» ОПИСАНИЕ ЗАДАНИЯ
Соберите из записей ниже все строки, где встречается слово «player», и перепишите их. Регистр букв учитывается.

Записи с разметкой областей изображений:
=-=-=-=-=
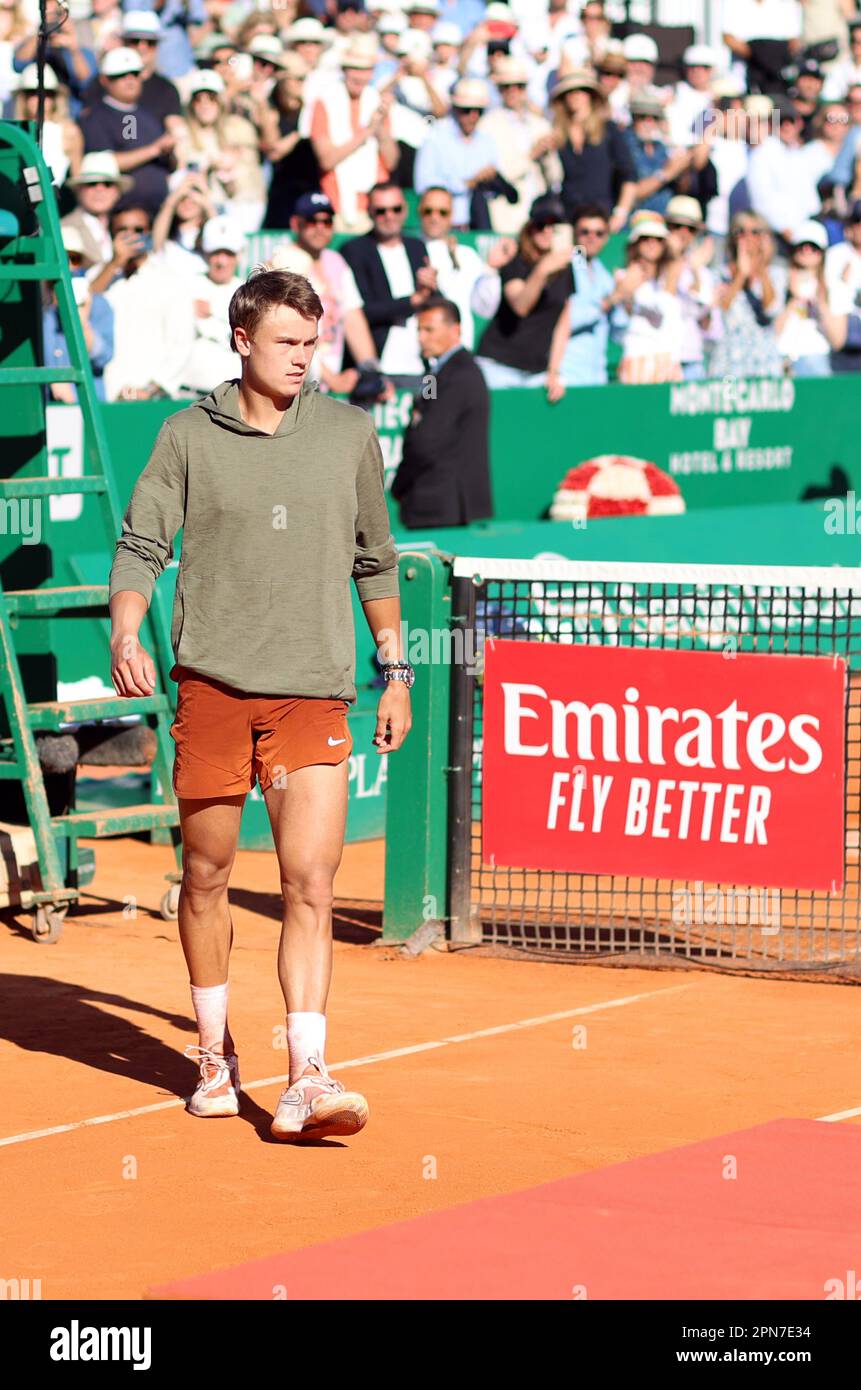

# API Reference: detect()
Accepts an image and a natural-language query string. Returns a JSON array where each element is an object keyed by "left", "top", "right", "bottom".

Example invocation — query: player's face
[{"left": 235, "top": 304, "right": 317, "bottom": 400}]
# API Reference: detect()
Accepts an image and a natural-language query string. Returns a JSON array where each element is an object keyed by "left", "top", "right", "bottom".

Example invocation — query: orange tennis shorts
[{"left": 171, "top": 666, "right": 353, "bottom": 798}]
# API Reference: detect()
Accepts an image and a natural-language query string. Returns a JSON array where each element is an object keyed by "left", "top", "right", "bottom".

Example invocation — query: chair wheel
[
  {"left": 31, "top": 905, "right": 68, "bottom": 947},
  {"left": 159, "top": 883, "right": 179, "bottom": 922}
]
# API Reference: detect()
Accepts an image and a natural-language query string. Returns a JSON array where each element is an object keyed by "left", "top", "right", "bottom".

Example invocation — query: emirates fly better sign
[{"left": 481, "top": 641, "right": 846, "bottom": 892}]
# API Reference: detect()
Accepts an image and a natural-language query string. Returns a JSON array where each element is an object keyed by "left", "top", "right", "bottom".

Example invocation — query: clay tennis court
[{"left": 0, "top": 822, "right": 861, "bottom": 1300}]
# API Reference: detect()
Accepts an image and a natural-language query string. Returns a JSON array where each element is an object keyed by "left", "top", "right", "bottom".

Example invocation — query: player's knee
[
  {"left": 182, "top": 851, "right": 231, "bottom": 894},
  {"left": 281, "top": 869, "right": 334, "bottom": 913}
]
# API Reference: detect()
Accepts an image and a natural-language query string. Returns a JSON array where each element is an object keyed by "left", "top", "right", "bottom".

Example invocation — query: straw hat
[
  {"left": 549, "top": 68, "right": 604, "bottom": 101},
  {"left": 65, "top": 150, "right": 135, "bottom": 193}
]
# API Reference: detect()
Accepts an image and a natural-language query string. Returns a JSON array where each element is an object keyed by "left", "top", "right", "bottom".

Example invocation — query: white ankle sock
[
  {"left": 287, "top": 1013, "right": 325, "bottom": 1086},
  {"left": 191, "top": 981, "right": 228, "bottom": 1052}
]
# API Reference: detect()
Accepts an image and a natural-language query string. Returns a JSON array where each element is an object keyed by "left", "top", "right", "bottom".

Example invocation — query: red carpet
[{"left": 149, "top": 1120, "right": 861, "bottom": 1300}]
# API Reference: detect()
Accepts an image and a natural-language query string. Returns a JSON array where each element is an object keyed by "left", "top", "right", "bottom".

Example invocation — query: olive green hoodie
[{"left": 110, "top": 381, "right": 398, "bottom": 702}]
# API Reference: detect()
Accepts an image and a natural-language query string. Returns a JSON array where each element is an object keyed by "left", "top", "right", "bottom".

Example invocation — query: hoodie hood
[{"left": 193, "top": 378, "right": 317, "bottom": 439}]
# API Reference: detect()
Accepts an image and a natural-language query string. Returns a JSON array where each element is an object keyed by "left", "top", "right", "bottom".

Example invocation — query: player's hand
[
  {"left": 111, "top": 632, "right": 156, "bottom": 699},
  {"left": 374, "top": 681, "right": 413, "bottom": 753}
]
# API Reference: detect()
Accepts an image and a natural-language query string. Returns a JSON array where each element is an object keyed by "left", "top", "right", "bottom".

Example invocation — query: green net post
[{"left": 383, "top": 550, "right": 451, "bottom": 941}]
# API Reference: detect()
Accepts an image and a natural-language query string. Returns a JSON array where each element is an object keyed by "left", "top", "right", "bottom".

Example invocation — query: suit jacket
[
  {"left": 392, "top": 348, "right": 494, "bottom": 527},
  {"left": 341, "top": 232, "right": 427, "bottom": 367}
]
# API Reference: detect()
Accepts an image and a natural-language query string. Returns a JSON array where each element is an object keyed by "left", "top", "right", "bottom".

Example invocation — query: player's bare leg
[
  {"left": 264, "top": 759, "right": 367, "bottom": 1140},
  {"left": 178, "top": 795, "right": 245, "bottom": 1118}
]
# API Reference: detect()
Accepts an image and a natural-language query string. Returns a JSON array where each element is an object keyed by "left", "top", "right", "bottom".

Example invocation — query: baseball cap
[
  {"left": 622, "top": 33, "right": 658, "bottom": 63},
  {"left": 120, "top": 10, "right": 161, "bottom": 39},
  {"left": 99, "top": 49, "right": 143, "bottom": 78},
  {"left": 293, "top": 193, "right": 335, "bottom": 217},
  {"left": 200, "top": 217, "right": 245, "bottom": 256},
  {"left": 793, "top": 218, "right": 828, "bottom": 252},
  {"left": 529, "top": 193, "right": 568, "bottom": 222}
]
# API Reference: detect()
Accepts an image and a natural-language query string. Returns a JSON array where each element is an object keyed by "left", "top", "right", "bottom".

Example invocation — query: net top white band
[{"left": 453, "top": 555, "right": 861, "bottom": 594}]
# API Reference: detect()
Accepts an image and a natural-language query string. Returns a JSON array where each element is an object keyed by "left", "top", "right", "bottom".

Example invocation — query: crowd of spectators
[{"left": 0, "top": 0, "right": 861, "bottom": 400}]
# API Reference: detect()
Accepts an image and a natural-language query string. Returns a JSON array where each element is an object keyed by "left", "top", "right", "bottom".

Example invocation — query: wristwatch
[{"left": 380, "top": 662, "right": 416, "bottom": 689}]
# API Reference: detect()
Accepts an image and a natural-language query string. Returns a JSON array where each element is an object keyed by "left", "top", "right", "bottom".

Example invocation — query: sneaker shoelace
[{"left": 184, "top": 1044, "right": 232, "bottom": 1086}]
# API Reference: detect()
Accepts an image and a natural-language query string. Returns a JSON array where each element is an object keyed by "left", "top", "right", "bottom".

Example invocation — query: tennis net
[{"left": 448, "top": 557, "right": 861, "bottom": 974}]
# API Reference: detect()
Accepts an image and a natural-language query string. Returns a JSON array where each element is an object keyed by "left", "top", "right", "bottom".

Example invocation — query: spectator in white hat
[
  {"left": 260, "top": 50, "right": 320, "bottom": 228},
  {"left": 79, "top": 47, "right": 175, "bottom": 214},
  {"left": 666, "top": 43, "right": 716, "bottom": 146},
  {"left": 380, "top": 29, "right": 448, "bottom": 120},
  {"left": 431, "top": 19, "right": 463, "bottom": 104},
  {"left": 415, "top": 78, "right": 499, "bottom": 228},
  {"left": 475, "top": 58, "right": 562, "bottom": 233},
  {"left": 663, "top": 193, "right": 719, "bottom": 381},
  {"left": 179, "top": 217, "right": 245, "bottom": 395},
  {"left": 604, "top": 213, "right": 683, "bottom": 385},
  {"left": 177, "top": 71, "right": 266, "bottom": 232},
  {"left": 548, "top": 0, "right": 611, "bottom": 68},
  {"left": 92, "top": 202, "right": 195, "bottom": 400},
  {"left": 310, "top": 46, "right": 401, "bottom": 232},
  {"left": 42, "top": 227, "right": 114, "bottom": 404},
  {"left": 13, "top": 63, "right": 83, "bottom": 188},
  {"left": 120, "top": 10, "right": 182, "bottom": 135},
  {"left": 63, "top": 150, "right": 132, "bottom": 268},
  {"left": 775, "top": 220, "right": 846, "bottom": 377}
]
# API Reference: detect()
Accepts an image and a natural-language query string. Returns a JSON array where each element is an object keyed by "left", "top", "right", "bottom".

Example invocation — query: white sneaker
[
  {"left": 271, "top": 1055, "right": 369, "bottom": 1143},
  {"left": 185, "top": 1047, "right": 241, "bottom": 1119}
]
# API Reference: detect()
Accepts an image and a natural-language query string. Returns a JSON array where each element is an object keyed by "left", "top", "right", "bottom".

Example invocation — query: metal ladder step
[
  {"left": 0, "top": 474, "right": 107, "bottom": 498},
  {"left": 0, "top": 367, "right": 86, "bottom": 386},
  {"left": 26, "top": 695, "right": 170, "bottom": 730},
  {"left": 6, "top": 584, "right": 108, "bottom": 617},
  {"left": 50, "top": 802, "right": 179, "bottom": 840}
]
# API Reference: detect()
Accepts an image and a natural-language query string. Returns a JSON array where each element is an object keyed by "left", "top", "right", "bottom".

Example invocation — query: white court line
[
  {"left": 816, "top": 1105, "right": 861, "bottom": 1120},
  {"left": 0, "top": 984, "right": 691, "bottom": 1148}
]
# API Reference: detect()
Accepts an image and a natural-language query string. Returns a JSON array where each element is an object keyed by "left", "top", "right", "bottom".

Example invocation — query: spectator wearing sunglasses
[
  {"left": 547, "top": 203, "right": 615, "bottom": 391},
  {"left": 282, "top": 193, "right": 378, "bottom": 395},
  {"left": 342, "top": 182, "right": 437, "bottom": 391},
  {"left": 79, "top": 10, "right": 182, "bottom": 136},
  {"left": 92, "top": 200, "right": 195, "bottom": 400},
  {"left": 478, "top": 58, "right": 562, "bottom": 233},
  {"left": 415, "top": 78, "right": 499, "bottom": 231},
  {"left": 708, "top": 211, "right": 786, "bottom": 378},
  {"left": 79, "top": 47, "right": 175, "bottom": 214},
  {"left": 775, "top": 220, "right": 846, "bottom": 377},
  {"left": 63, "top": 150, "right": 132, "bottom": 278},
  {"left": 476, "top": 197, "right": 574, "bottom": 391},
  {"left": 663, "top": 193, "right": 719, "bottom": 381},
  {"left": 419, "top": 188, "right": 494, "bottom": 352}
]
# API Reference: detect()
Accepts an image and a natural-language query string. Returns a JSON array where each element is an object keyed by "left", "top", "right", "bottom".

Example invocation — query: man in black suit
[
  {"left": 341, "top": 182, "right": 437, "bottom": 391},
  {"left": 392, "top": 296, "right": 494, "bottom": 528}
]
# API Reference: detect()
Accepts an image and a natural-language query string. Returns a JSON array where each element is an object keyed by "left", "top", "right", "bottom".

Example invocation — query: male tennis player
[{"left": 110, "top": 262, "right": 415, "bottom": 1141}]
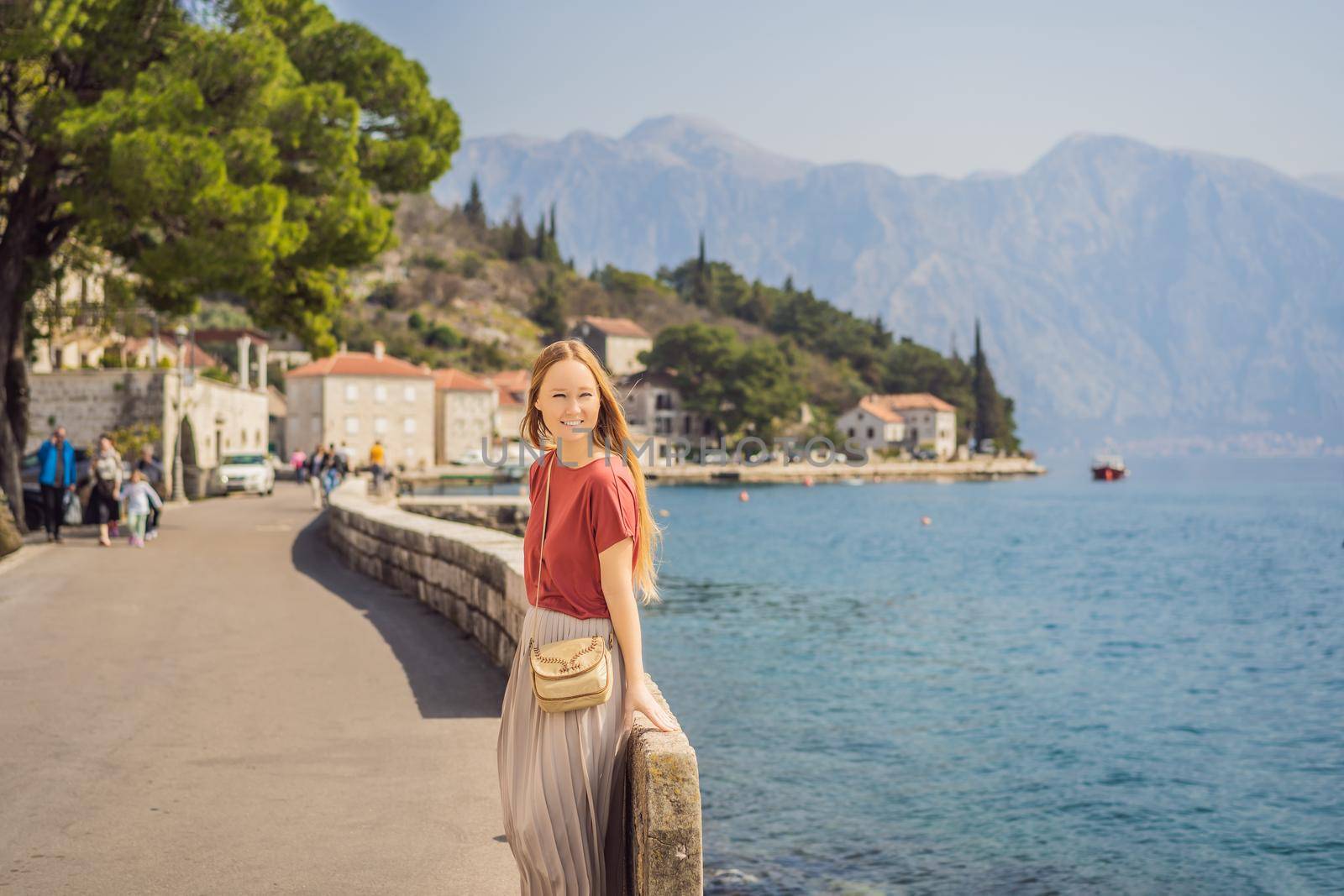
=-=-=-=-=
» РЕЗУЛЬТАТ ЗАДАНИЯ
Example invocation — query: player's face
Example invocation — query: player's knee
Example invocation — query: player's hand
Example invocation — query: player's bare leg
Example invocation — query: male tennis player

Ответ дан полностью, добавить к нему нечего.